What you should do: Copy out the data in full and exactly, passing over the pictures.

Dataset records:

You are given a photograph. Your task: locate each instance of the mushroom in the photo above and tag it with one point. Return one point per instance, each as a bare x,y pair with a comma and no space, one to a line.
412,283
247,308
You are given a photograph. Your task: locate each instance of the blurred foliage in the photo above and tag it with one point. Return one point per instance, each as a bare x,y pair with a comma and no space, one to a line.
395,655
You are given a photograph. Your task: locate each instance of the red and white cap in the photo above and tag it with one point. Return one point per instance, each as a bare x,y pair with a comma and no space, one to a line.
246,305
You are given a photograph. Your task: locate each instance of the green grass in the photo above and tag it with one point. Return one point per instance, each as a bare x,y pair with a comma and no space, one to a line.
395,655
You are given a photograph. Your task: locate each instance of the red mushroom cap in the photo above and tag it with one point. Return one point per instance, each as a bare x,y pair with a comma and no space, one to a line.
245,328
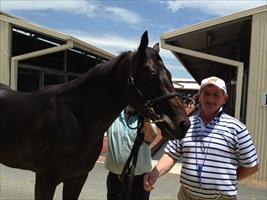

Final answer:
You are given a photograph. Your task: locate each instance of the mushroom in the photo above and tag it with one point. Return one point per instance, each as a bare x,y pair with a comma and no space, one to a line.
412,283
247,308
You are given a photograph. Your task: locate each instance of the blurred foliage in the photo above and tag it with one point. Return one point per instance, each as a bare x,y pair with a comma and no space, one to a line.
395,655
You are given a photograph. Your task: locate each instance of the red and white cap in the photo above and tag it with one point. Return one point per instance, each as a bare x,y pair with a comma and no space, one to a line.
246,305
You are given a photograph. Your task: locate each instance of the green grass in the photo above and tag it with one point. Return one point per instance, each as a bare x,y pair with a comma and no space, one to a line.
395,655
You are given a photograph. Your task: locate each instance of the red mushroom cap in the photo above and tag it with one point. Return one point per instance, each as a bare x,y pair with a comma and no space, one to a line.
245,328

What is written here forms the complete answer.